**GOAL OF THE EXERCISE**. Write every entry out again exactly, please, and skip the pictures.

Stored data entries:
********************

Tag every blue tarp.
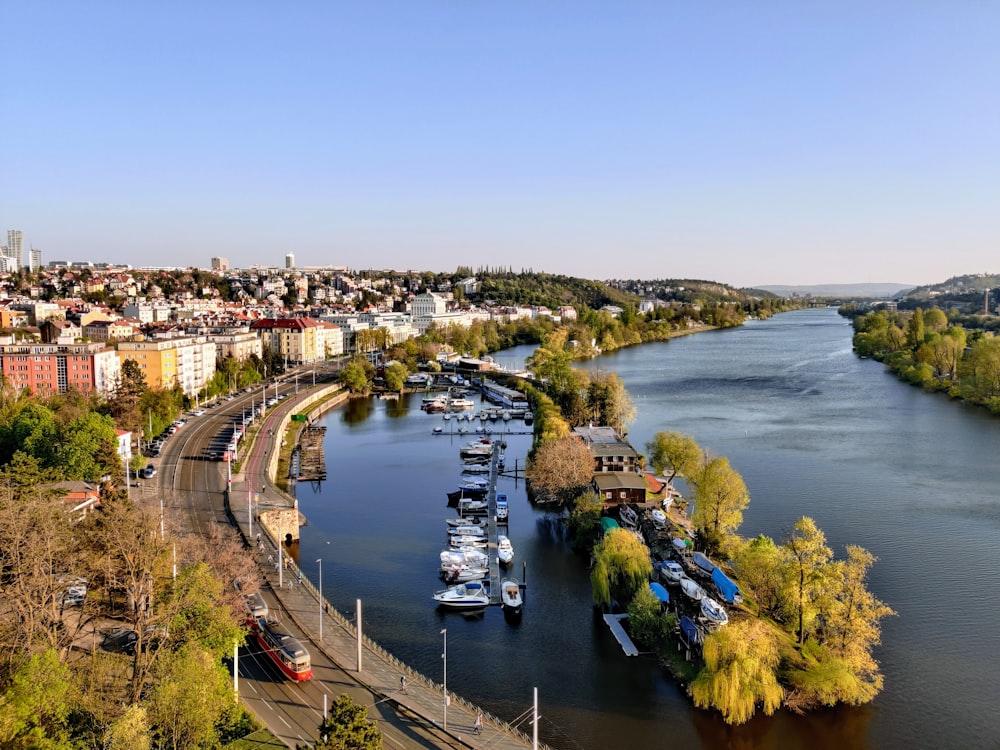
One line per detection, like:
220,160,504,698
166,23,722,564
692,551,716,575
600,517,620,534
711,567,741,605
648,581,670,604
680,616,702,646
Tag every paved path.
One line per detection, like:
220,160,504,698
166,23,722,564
236,385,545,750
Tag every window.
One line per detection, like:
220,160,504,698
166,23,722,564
620,491,626,499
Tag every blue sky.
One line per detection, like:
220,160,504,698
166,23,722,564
2,2,998,287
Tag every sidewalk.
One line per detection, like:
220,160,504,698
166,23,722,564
235,391,544,750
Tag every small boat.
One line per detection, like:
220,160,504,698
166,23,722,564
651,509,667,527
500,577,523,617
447,524,488,538
450,535,488,548
448,398,475,411
443,413,452,421
495,493,508,520
523,411,533,425
440,548,488,568
700,597,729,625
456,498,489,514
446,515,485,527
692,552,716,577
459,440,493,460
649,581,670,607
441,564,489,583
497,535,514,566
671,537,692,554
619,504,638,529
462,463,490,475
658,560,685,584
433,426,444,434
680,577,706,601
447,488,488,504
433,581,490,609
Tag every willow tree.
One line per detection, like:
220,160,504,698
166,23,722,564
645,431,703,485
691,456,750,556
590,528,652,607
731,534,786,619
690,618,784,725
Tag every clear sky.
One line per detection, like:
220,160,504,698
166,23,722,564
2,2,998,288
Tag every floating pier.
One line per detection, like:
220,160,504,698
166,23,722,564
297,426,327,480
603,613,639,656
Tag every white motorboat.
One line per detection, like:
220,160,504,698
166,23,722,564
500,577,523,616
445,516,485,527
450,535,488,548
457,498,489,514
680,576,706,601
523,411,533,425
700,596,729,625
433,426,443,434
495,492,508,520
433,581,490,609
441,564,489,583
651,509,668,527
497,535,514,566
440,548,488,568
448,398,475,411
460,442,493,460
462,463,490,475
447,524,488,538
658,560,685,584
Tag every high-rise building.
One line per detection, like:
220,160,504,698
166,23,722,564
6,230,23,269
29,248,42,272
285,253,295,269
211,257,229,271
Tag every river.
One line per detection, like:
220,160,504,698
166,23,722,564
292,308,1000,750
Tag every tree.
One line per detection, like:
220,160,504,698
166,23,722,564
817,545,894,701
922,307,948,333
587,371,636,436
146,644,234,750
690,456,750,556
731,534,786,618
0,649,73,747
644,431,702,485
905,308,925,348
590,528,652,607
689,619,784,725
58,411,121,482
314,693,382,750
108,358,148,435
383,362,408,393
565,490,604,550
782,516,833,645
525,436,595,504
626,585,676,648
340,357,374,395
103,704,151,750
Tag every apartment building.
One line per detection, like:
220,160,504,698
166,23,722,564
0,342,121,396
116,337,216,396
249,318,323,364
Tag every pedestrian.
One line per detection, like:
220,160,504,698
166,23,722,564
475,711,483,734
399,675,407,694
267,554,273,564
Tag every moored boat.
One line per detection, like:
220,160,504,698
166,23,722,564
501,577,523,617
657,560,685,584
495,492,508,520
497,534,514,566
433,580,490,609
440,547,488,569
651,508,667,527
456,498,489,514
441,564,489,583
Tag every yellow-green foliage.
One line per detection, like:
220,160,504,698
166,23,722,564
590,529,652,607
690,619,784,725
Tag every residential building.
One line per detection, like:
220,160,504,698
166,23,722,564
82,319,139,342
250,317,323,364
315,320,344,358
116,337,216,396
0,342,121,395
210,328,263,362
411,292,447,317
211,257,230,271
285,253,295,269
6,229,23,269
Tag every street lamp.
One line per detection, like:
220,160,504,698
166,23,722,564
441,628,448,731
316,558,323,640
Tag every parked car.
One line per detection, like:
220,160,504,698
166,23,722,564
60,577,88,606
142,464,157,479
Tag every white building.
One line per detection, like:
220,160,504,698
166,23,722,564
410,292,447,317
6,229,23,269
285,253,295,269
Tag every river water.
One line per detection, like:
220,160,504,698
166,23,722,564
293,308,1000,750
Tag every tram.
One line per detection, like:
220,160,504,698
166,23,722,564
250,617,313,681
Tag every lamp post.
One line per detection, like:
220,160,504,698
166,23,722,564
441,628,448,731
316,558,323,640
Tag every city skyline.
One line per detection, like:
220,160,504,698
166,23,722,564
2,3,998,288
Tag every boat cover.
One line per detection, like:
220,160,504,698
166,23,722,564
648,581,670,604
692,551,716,574
680,616,702,646
600,517,621,534
711,567,741,605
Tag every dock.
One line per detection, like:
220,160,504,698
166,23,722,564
487,446,505,604
297,425,327,480
602,613,639,656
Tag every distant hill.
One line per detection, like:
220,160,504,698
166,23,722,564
753,283,915,298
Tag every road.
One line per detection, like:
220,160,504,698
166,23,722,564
152,370,511,749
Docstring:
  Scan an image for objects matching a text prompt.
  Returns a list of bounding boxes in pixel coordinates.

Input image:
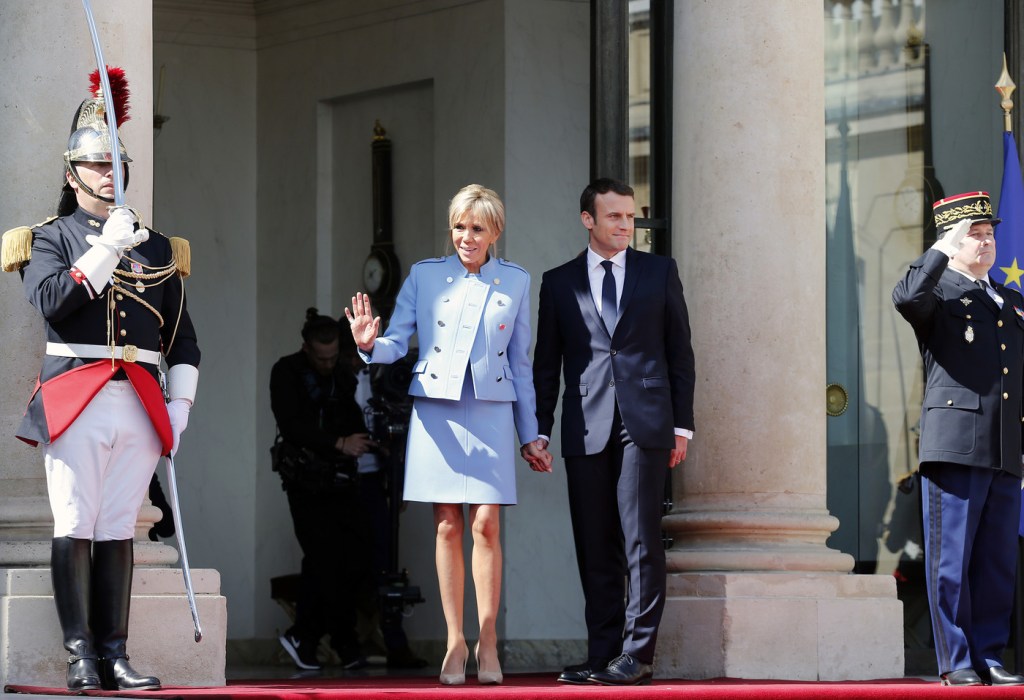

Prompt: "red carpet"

[8,674,1024,699]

********************

**RESPONSE FOR THIS EXERCISE**.
Tag every blue tarp.
One line per detection, like:
220,160,504,698
166,23,722,564
692,551,716,575
600,517,620,534
711,567,741,605
648,581,670,604
680,616,702,646
Tag every paved path.
One line per detection, like:
220,160,504,698
166,23,722,564
236,385,545,750
Tag every window.
One line per detection, like:
220,160,504,698
166,23,722,564
620,491,626,499
Tag every blue sky.
One line per detection, like:
220,160,504,698
166,23,722,564
2,2,998,287
Tag every sidewalk.
One line per detection, like:
220,160,504,698
166,23,722,564
235,391,544,750
Tag every small boat.
One line per detection, like:
220,160,504,698
166,23,722,564
651,509,667,527
500,577,523,617
447,524,488,538
450,535,488,548
448,398,475,411
443,413,452,421
495,493,508,520
523,411,533,425
440,548,488,568
700,597,729,625
456,498,489,514
446,515,485,527
692,552,716,577
459,440,493,460
649,581,670,607
441,564,489,583
497,535,514,566
671,537,692,554
619,504,638,529
462,463,490,475
658,560,685,584
433,426,444,434
680,577,706,601
447,488,488,504
433,581,490,609
Tag every willow tree.
One line per detection, like:
220,160,504,698
166,23,722,564
645,431,703,485
691,456,750,556
590,528,652,607
731,534,786,619
690,618,784,725
Tag every clear sky.
One line per detection, like:
220,160,504,698
166,23,722,564
2,2,998,288
Tag every floating pier.
One line per detection, like:
220,160,504,698
166,23,722,564
297,426,327,480
603,613,639,656
Tag every white motorboat.
One line per detection, like:
220,160,504,698
166,23,722,564
500,577,523,616
445,516,485,527
450,535,488,548
457,498,489,514
680,576,706,601
523,411,533,425
700,596,729,625
433,426,443,434
495,492,508,520
433,581,490,609
441,564,489,583
651,509,668,527
497,535,514,566
440,548,488,568
448,398,475,411
460,442,493,460
462,463,490,475
447,524,488,538
658,560,685,584
Tag every high-rise building.
One line per detection, like:
220,160,504,698
166,23,722,564
6,230,23,269
29,248,42,272
285,253,295,269
211,257,229,271
Tag every river.
One line per detection, like:
220,160,504,698
166,23,722,564
292,308,1000,750
Tag every tree.
One line per detection, like:
220,160,504,698
166,23,722,564
817,545,894,701
922,307,948,333
587,371,636,436
146,644,234,750
690,456,750,556
731,534,786,618
0,649,73,747
644,431,702,485
905,308,925,348
590,528,652,607
689,619,784,725
58,411,121,482
314,693,382,750
108,358,148,435
383,362,408,393
565,490,604,550
782,516,833,645
525,436,595,504
626,585,676,648
340,357,374,395
103,704,151,750
Tag every apartment building.
One line per detection, like:
220,160,504,698
166,23,722,564
0,342,121,396
116,337,216,396
249,318,323,364
Tag every pedestrian.
One line per detection, like:
220,160,504,698
166,23,722,564
475,711,483,734
399,675,407,694
267,554,273,564
Tag every moored boat.
One line per detection, like:
220,160,504,698
166,23,722,564
501,577,523,617
657,560,685,584
495,492,508,520
497,534,514,566
433,580,490,609
440,547,488,569
651,508,667,527
456,498,489,514
441,564,489,583
Tag every yellow-green foliage.
One line per detection, like:
220,160,504,698
166,23,722,564
590,529,652,607
690,619,784,725
Tag every residential building.
One line per detection, like:
220,160,504,698
166,23,722,564
82,319,139,342
250,317,323,364
315,320,344,358
116,337,216,396
0,342,121,395
210,328,263,362
411,292,447,317
211,257,230,271
285,253,295,269
6,229,23,269
Tag every street lamp.
One line per detection, like:
220,160,504,698
166,23,722,564
441,628,448,731
316,558,323,640
Tag every parked car.
One line per detection, like:
220,160,504,698
166,23,722,564
60,577,88,606
142,464,157,479
Tag every white building.
One line per detection, like:
220,160,504,698
166,23,722,564
410,292,447,317
6,229,23,269
285,253,295,269
Tag every river water.
One line per detection, like:
220,160,504,698
166,23,722,564
293,308,1000,750
Tag every tram.
One line per detection, like:
220,160,504,698
166,23,722,564
250,617,313,681
Tag every lamp post.
One line per detection, like:
220,160,504,698
166,23,722,564
441,628,448,731
316,558,323,640
Tag every city skyline.
One line per detection, like:
220,160,504,698
166,23,722,564
2,3,998,288
Tag every boat cover.
One line per detection, like:
220,160,504,698
166,23,722,564
648,581,670,604
692,551,716,574
680,616,702,646
600,517,621,534
711,567,741,605
Tag every dock.
One line per detection, like:
220,160,504,698
166,23,722,564
487,446,505,604
297,425,327,480
602,613,639,656
Tag every distant hill.
One line per detection, like:
220,160,504,698
166,23,722,564
753,283,915,298
Tag every road.
One line per detection, like:
220,160,504,698
166,23,722,564
152,370,511,749
Docstring:
  Scan an image for objects matching a text prompt.
  Returns a list of bounding boxes in pixel coordinates.

Input image:

Prompt: "red carpet"

[8,674,1024,699]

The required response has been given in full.